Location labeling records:
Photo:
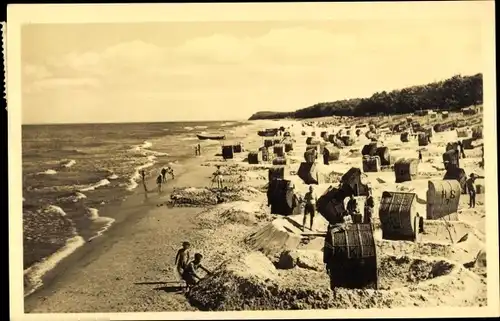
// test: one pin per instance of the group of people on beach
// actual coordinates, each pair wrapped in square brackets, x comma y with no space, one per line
[160,179]
[310,201]
[187,268]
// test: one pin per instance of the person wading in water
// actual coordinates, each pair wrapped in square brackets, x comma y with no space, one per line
[164,174]
[159,180]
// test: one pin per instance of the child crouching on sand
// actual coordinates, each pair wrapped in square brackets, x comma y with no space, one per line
[190,274]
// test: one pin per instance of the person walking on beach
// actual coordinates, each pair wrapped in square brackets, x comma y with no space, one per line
[369,206]
[217,177]
[159,180]
[170,171]
[310,207]
[190,274]
[352,206]
[182,258]
[164,174]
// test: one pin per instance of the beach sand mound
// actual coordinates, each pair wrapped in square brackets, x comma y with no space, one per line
[306,259]
[280,234]
[200,197]
[251,282]
[240,212]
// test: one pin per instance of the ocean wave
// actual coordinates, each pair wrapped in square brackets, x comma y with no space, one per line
[56,209]
[137,175]
[33,275]
[145,150]
[70,163]
[75,197]
[48,172]
[102,182]
[107,221]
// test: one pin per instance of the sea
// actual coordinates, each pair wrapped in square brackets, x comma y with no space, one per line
[72,172]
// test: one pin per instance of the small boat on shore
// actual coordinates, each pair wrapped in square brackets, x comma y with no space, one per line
[211,137]
[268,132]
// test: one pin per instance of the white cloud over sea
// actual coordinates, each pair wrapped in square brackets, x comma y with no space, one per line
[227,72]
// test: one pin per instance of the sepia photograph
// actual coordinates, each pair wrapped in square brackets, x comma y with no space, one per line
[320,157]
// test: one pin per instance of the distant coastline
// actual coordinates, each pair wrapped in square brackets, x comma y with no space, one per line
[451,94]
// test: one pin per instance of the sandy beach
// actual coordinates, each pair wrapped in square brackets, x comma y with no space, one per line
[131,267]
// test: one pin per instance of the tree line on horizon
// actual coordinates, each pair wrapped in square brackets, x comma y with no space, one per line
[447,95]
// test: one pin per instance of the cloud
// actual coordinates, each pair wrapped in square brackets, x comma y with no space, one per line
[282,69]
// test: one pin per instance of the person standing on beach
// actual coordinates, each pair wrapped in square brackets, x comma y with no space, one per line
[182,258]
[219,178]
[159,180]
[471,189]
[461,145]
[310,207]
[369,206]
[164,174]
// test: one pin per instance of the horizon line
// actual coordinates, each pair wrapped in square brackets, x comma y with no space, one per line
[134,122]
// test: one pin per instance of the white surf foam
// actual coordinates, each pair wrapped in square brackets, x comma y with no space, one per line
[102,182]
[136,176]
[79,196]
[146,144]
[48,172]
[35,273]
[56,209]
[70,163]
[107,221]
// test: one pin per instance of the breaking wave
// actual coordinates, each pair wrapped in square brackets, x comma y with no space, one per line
[107,221]
[102,182]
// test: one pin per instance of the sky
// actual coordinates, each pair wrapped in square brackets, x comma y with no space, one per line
[181,71]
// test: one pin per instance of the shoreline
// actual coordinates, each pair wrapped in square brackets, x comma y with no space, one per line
[129,272]
[124,214]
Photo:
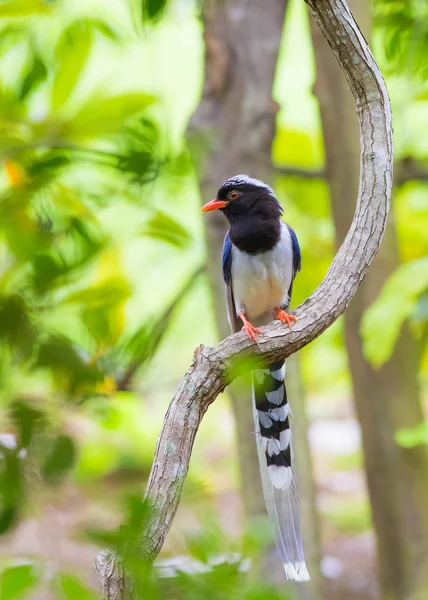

TASK: Return each line of the records above that contains the string "beach", copied unchanged and one per line.

WRITTEN REPLY:
// test: one pin per instance of the group of people on beach
// test: one pin per instance of the person walking on beach
// test: one pin per instance of the beach sand mound
// test: one pin per instance of the sandy beach
// test: one pin per instance of the person standing on beach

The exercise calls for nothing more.